-- Begin Records supplied --
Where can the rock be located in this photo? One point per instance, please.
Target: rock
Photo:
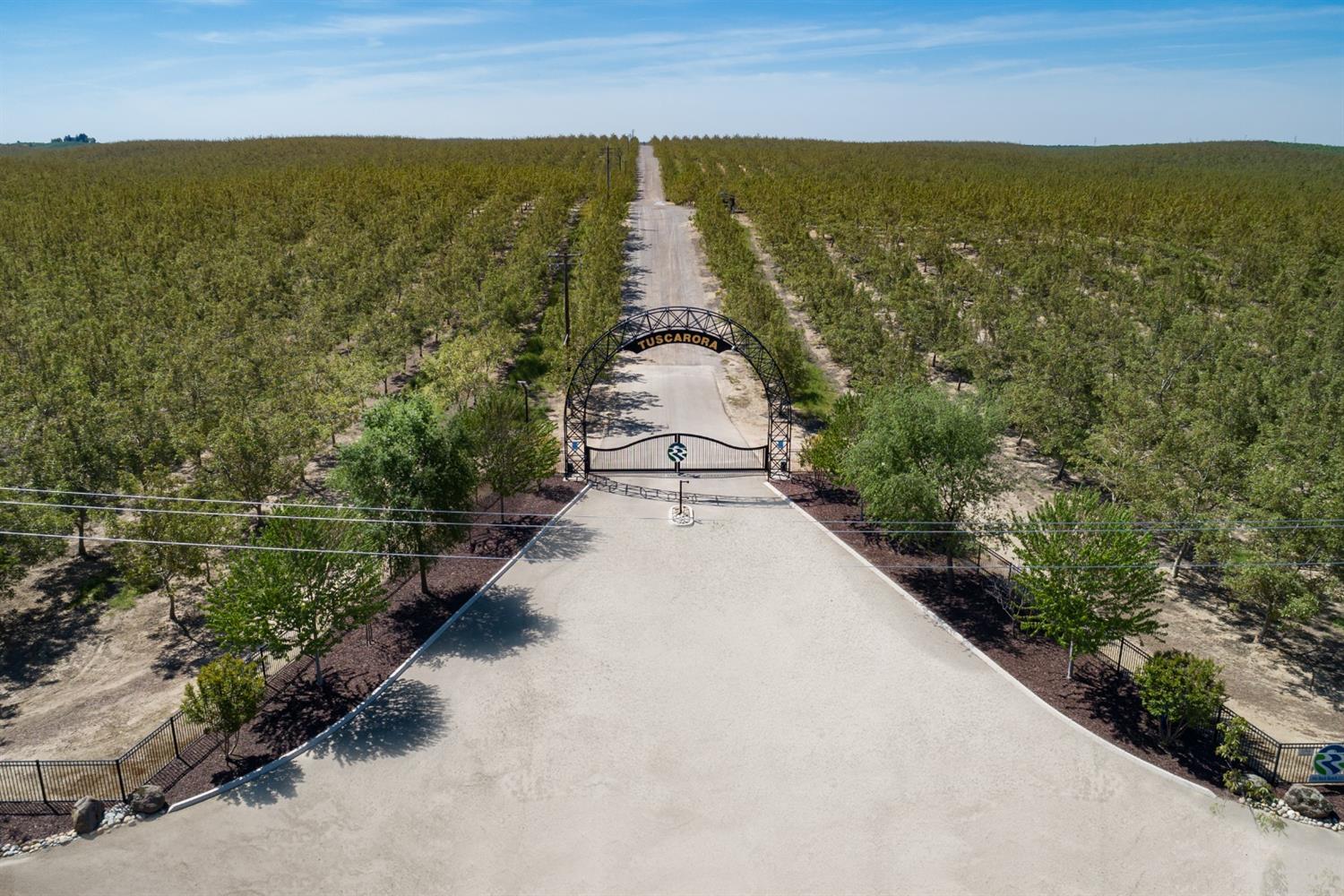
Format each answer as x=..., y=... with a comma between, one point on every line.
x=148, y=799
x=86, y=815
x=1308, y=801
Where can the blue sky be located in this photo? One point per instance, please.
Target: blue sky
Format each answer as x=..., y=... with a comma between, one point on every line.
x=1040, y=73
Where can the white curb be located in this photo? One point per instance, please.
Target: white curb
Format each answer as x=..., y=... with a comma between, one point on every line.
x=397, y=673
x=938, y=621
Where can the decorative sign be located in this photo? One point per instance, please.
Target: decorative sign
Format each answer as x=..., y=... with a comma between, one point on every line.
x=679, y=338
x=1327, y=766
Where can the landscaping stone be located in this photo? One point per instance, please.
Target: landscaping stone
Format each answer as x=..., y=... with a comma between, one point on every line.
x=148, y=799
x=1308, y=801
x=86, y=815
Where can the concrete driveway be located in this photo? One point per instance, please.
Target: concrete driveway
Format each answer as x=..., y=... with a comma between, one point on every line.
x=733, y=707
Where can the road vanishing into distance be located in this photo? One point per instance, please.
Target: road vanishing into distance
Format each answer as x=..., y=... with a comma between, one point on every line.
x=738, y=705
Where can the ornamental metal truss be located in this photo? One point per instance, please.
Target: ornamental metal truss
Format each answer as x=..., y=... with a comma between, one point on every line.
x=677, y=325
-- End Records supplied --
• **Short exercise**:
Write out all of the data above word for word, leaving out the picture.

• **Solution**:
Where can the rock be located in this photo? One point per instance, please.
Target: rock
Photo:
Format each answer as x=..., y=... with a comma between, one point on every line.
x=148, y=799
x=86, y=815
x=1308, y=801
Where can the blue sky be located in this photo? One point per instance, please.
Target: blue sky
Format each answer as x=..., y=... with a comma between, one point on every line.
x=1040, y=73
Where can the white curb be located in this photo? One point per instance, please.
Target: white curb
Format each answer as x=..., y=... with a comma between, one point on every line.
x=397, y=673
x=938, y=621
Where can the decorative sign be located in this photo? One point per instance, please.
Target: decorative sign
Format each answer as x=..., y=... with a comma between, one point on every line.
x=679, y=338
x=1327, y=766
Where can the landscaping stone be located in this photo? One point per instance, please.
Target: landscaping stone
Format each answer as x=..., y=... with a comma between, one point on every line.
x=148, y=799
x=1308, y=801
x=86, y=815
Where can the concrete driveway be located in this photo? One point per instance, please.
Target: concrete driveway
Format each answer as x=..., y=... with a comma between, one point on every line.
x=733, y=707
Where can the road vanishing into distance be located in this photo? One point per instance, please.
Target: road vanishing into distance
Format each answer as x=..., y=... with a comma between, one point on every line.
x=738, y=705
Where can the ornamental metal truss be located in this photo? One point per instance, please.
Target: ornamental metal truss
Format each answer as x=..., y=... with a comma between, one point on every line.
x=677, y=325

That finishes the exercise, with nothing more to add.